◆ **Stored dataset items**
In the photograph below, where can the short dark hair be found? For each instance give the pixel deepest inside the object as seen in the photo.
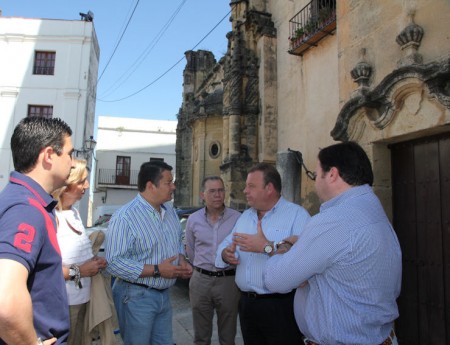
(31, 135)
(270, 175)
(351, 161)
(151, 171)
(210, 178)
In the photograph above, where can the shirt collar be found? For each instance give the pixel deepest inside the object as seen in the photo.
(275, 207)
(45, 199)
(348, 194)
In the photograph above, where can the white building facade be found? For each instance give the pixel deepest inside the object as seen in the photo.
(123, 144)
(48, 68)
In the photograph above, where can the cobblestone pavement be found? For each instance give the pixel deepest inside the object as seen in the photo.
(183, 332)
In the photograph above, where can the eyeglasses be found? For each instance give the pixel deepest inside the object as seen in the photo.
(214, 191)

◆ **Stated problem**
Reproduce every record word for word. The copy must contain no pictures.

◆ **Result of the exercise**
In the photograph below, where can the short dark hair be found? For each instance give the pixel deepest inside the object as seen in the photo.
(31, 135)
(270, 175)
(351, 161)
(151, 171)
(210, 178)
In the photograph above, where can the shirt collar be found? For each instance give the pixel deepest inside the object as seen in the photo.
(275, 207)
(45, 199)
(348, 194)
In the photograph above, where can the white building facade be found? For each instance give the pixel deepest inside the object as seen in the photo.
(123, 144)
(48, 68)
In the photograph above, where can the cobblestone pavement be found? For each instance give the pixel deepest inside the object as seen in the photo.
(183, 332)
In the photograph above, where can the eyeglasses be found? For each instance give the pixel deepest inside the object as seen in the photo.
(214, 191)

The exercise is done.